PASSAGE FOR REVIEW.
St. Louis, MO (WorkersCompensation.com) – Some days, the old adage about “work” being a four-letter word rings true, but how much stress on the job does it take to enter the realm of workers’ compensation?
For the maintenance engineer seeking benefits in Shipley v. State of Missouri Office of Administration, No. SD36643 (Mo. Ct. App. 10/27/20), not showing “medical difficulties beyond a few generalities” sunk his claims that “extraordinary workplace stress” entitled him to benefits.
History of Conflict
The engineer worked at a power plant and had a history of conflicts with subordinates, peers, superiors, and vendors. This culminated in an incident where the engineer refused to turn off a boiler scheduled for repairs, got into shouting matches with his supervisor and subordinates, and left in his truck.
He returned to work briefly the next day but ended up being taken by ambulance to an emergency room and then to another hospital for psychiatric care. Following this incident, the engineer resigned and filed a claim for compensation based on workplace stress.
Following a hearing on the engineer’s case, an administrative law judge determined that the engineer did not prove that the events he described objectively rose to the level of “extraordinary and unusual stress,” so he appealed to the state’s workers’ compensation commission.
A majority of the commission affirmed the ALJ’s ruling, prompting the engineer to take his case to state court.
Under Missouri law, employees seeking benefits for mental injuries must establish that they arose out of and in the course of employment by showing that, objectively, they experienced extraordinary and unusual stress on the job.
The court found no evidence of such stress in the engineer’s evidence. Instead, according to the court, what the engineer experienced wasn’t much different from what “other power plant managers or other similarly situated employees” in their jobs.
In particular, the court explained that while the engineer’s arguments were “prolix,” they didn’t provide information that compared his level of stress to that faced by other employees in the same profession. While the engineer represented that he had a depressive disorder, his case in court didn’t provide enough information to let the court conclude that the mental injury arose out of and in the course of his employment.
As a result, the court affirmed the ALJ’s and commission’s decisions against the engineer.

YOUR INSTRUCTIONS.
Transcribe the stretch of the workers' compensation ruling text from "A majority of" through "on the job.". Rely only on the text above for what it says.

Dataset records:
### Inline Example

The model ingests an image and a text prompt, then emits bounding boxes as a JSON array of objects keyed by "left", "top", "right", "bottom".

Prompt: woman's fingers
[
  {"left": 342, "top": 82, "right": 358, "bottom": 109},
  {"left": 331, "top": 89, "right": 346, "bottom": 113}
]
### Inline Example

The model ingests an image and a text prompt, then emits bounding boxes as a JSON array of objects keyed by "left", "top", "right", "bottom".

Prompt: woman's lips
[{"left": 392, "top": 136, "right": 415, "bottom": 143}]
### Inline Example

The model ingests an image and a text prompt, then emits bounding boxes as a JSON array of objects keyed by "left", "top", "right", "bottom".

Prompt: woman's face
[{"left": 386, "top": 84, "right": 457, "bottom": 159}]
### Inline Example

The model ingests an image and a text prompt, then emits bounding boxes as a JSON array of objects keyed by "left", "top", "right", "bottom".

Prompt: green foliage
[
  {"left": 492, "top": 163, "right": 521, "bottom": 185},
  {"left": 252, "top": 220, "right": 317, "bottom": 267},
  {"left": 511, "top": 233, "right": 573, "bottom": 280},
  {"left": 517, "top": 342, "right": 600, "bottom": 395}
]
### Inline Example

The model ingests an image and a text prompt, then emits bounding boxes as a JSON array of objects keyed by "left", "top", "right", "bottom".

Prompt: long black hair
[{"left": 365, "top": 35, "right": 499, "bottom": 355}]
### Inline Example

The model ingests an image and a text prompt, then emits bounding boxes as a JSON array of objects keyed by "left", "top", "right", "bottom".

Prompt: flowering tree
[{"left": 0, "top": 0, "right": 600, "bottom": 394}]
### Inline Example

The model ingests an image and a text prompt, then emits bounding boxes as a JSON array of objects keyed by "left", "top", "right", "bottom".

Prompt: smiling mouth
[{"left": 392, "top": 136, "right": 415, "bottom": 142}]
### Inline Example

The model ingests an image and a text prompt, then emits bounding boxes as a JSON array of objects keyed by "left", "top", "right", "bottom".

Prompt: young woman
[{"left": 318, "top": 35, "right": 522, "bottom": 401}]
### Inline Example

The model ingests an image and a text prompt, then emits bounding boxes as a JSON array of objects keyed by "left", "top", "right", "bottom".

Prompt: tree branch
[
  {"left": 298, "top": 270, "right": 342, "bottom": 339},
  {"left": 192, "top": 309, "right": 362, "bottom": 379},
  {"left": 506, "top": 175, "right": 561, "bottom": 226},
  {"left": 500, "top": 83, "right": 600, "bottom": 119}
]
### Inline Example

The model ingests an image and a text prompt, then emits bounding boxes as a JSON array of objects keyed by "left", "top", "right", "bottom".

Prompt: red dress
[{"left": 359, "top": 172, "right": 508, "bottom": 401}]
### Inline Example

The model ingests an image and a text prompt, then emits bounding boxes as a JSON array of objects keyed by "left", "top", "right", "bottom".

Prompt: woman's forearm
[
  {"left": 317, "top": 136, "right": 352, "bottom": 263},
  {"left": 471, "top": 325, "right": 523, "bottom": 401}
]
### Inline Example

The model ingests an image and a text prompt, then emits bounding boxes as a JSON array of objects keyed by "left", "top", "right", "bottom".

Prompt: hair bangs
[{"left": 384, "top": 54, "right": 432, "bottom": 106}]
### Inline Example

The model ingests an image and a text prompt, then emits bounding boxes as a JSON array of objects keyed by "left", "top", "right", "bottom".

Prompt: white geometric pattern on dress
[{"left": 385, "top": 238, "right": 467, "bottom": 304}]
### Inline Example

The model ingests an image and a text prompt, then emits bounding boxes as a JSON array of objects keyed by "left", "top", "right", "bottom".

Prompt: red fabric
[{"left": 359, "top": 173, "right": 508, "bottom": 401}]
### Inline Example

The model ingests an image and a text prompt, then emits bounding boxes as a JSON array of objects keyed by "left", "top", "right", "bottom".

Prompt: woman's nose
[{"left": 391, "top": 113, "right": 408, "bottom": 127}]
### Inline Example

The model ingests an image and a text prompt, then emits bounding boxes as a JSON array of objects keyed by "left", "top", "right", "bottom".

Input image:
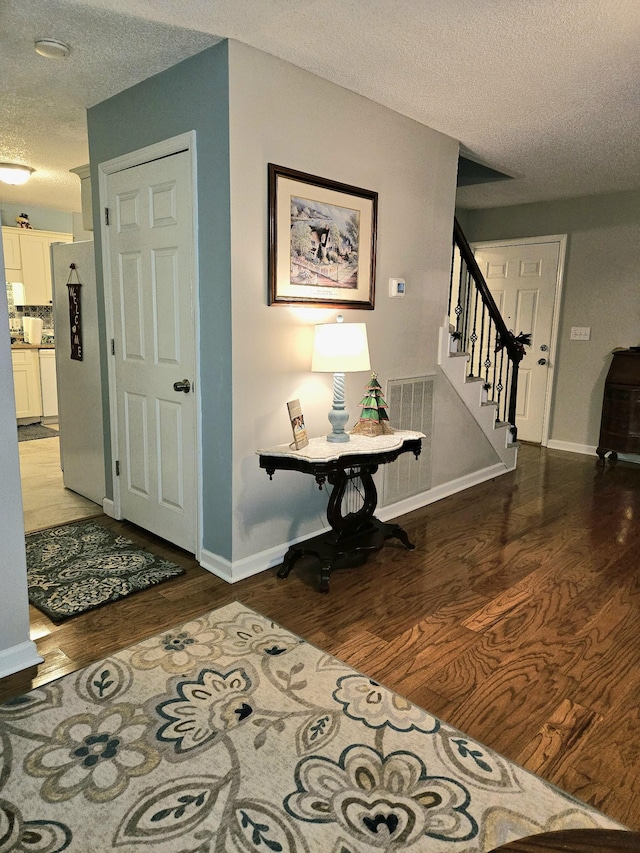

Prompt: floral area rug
[
  {"left": 25, "top": 522, "right": 184, "bottom": 624},
  {"left": 0, "top": 602, "right": 621, "bottom": 853}
]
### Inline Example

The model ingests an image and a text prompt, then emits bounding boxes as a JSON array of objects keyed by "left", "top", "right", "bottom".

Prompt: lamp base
[{"left": 327, "top": 400, "right": 351, "bottom": 442}]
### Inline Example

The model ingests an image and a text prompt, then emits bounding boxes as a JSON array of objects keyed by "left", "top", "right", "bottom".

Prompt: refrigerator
[{"left": 51, "top": 240, "right": 106, "bottom": 506}]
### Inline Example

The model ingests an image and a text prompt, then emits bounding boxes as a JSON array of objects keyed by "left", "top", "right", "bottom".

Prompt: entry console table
[
  {"left": 258, "top": 430, "right": 425, "bottom": 592},
  {"left": 596, "top": 350, "right": 640, "bottom": 462}
]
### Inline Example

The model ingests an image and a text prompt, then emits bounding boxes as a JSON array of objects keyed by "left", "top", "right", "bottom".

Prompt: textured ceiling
[{"left": 0, "top": 0, "right": 640, "bottom": 210}]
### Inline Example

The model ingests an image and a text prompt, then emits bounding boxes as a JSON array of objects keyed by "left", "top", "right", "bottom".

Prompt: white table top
[{"left": 256, "top": 429, "right": 426, "bottom": 462}]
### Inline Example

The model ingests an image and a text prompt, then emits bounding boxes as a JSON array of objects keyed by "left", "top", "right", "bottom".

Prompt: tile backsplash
[{"left": 7, "top": 284, "right": 53, "bottom": 331}]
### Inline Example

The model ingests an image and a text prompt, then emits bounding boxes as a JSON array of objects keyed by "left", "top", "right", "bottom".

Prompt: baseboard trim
[
  {"left": 0, "top": 640, "right": 44, "bottom": 678},
  {"left": 376, "top": 462, "right": 511, "bottom": 521},
  {"left": 547, "top": 440, "right": 596, "bottom": 456},
  {"left": 199, "top": 527, "right": 328, "bottom": 583},
  {"left": 199, "top": 462, "right": 509, "bottom": 583},
  {"left": 102, "top": 498, "right": 117, "bottom": 518},
  {"left": 547, "top": 441, "right": 640, "bottom": 465}
]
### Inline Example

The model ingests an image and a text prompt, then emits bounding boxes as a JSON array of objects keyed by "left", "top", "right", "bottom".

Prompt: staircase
[
  {"left": 438, "top": 220, "right": 528, "bottom": 470},
  {"left": 438, "top": 317, "right": 519, "bottom": 471}
]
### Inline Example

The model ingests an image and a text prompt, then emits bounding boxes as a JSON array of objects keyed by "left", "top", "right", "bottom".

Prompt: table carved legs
[{"left": 278, "top": 464, "right": 415, "bottom": 592}]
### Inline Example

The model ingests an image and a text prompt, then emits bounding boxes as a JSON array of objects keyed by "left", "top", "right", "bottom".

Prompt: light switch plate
[
  {"left": 389, "top": 278, "right": 406, "bottom": 298},
  {"left": 570, "top": 326, "right": 591, "bottom": 341}
]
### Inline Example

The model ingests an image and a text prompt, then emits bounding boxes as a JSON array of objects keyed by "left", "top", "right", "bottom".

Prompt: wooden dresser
[{"left": 596, "top": 350, "right": 640, "bottom": 461}]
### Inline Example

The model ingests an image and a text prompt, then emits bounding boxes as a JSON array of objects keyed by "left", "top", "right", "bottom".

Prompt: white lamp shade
[{"left": 311, "top": 323, "right": 370, "bottom": 373}]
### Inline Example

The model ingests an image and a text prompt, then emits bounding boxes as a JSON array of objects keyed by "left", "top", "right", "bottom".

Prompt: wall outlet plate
[
  {"left": 389, "top": 278, "right": 406, "bottom": 298},
  {"left": 570, "top": 326, "right": 591, "bottom": 341}
]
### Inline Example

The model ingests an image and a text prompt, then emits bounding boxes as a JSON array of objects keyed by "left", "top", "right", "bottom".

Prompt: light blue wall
[
  {"left": 0, "top": 204, "right": 73, "bottom": 234},
  {"left": 87, "top": 42, "right": 232, "bottom": 559}
]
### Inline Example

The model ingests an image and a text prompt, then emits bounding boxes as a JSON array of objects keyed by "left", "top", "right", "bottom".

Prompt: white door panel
[
  {"left": 108, "top": 152, "right": 197, "bottom": 552},
  {"left": 474, "top": 238, "right": 562, "bottom": 442}
]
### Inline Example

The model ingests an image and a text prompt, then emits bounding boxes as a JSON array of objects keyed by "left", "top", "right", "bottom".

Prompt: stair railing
[{"left": 449, "top": 219, "right": 528, "bottom": 441}]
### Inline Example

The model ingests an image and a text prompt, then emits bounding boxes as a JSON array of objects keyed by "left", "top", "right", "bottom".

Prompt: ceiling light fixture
[
  {"left": 0, "top": 163, "right": 35, "bottom": 186},
  {"left": 35, "top": 39, "right": 71, "bottom": 59}
]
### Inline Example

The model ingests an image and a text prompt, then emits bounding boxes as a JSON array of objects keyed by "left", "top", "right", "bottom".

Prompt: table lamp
[{"left": 311, "top": 314, "right": 370, "bottom": 442}]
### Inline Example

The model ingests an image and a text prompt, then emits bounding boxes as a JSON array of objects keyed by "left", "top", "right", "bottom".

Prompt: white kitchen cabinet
[
  {"left": 2, "top": 227, "right": 73, "bottom": 305},
  {"left": 11, "top": 349, "right": 42, "bottom": 420},
  {"left": 2, "top": 228, "right": 22, "bottom": 281}
]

OUTPUT OF THE TASK.
A majority of the commission affirmed the ALJ’s ruling, prompting the engineer to take his case to state court.
Under Missouri law, employees seeking benefits for mental injuries must establish that they arose out of and in the course of employment by showing that, objectively, they experienced extraordinary and unusual stress on the job.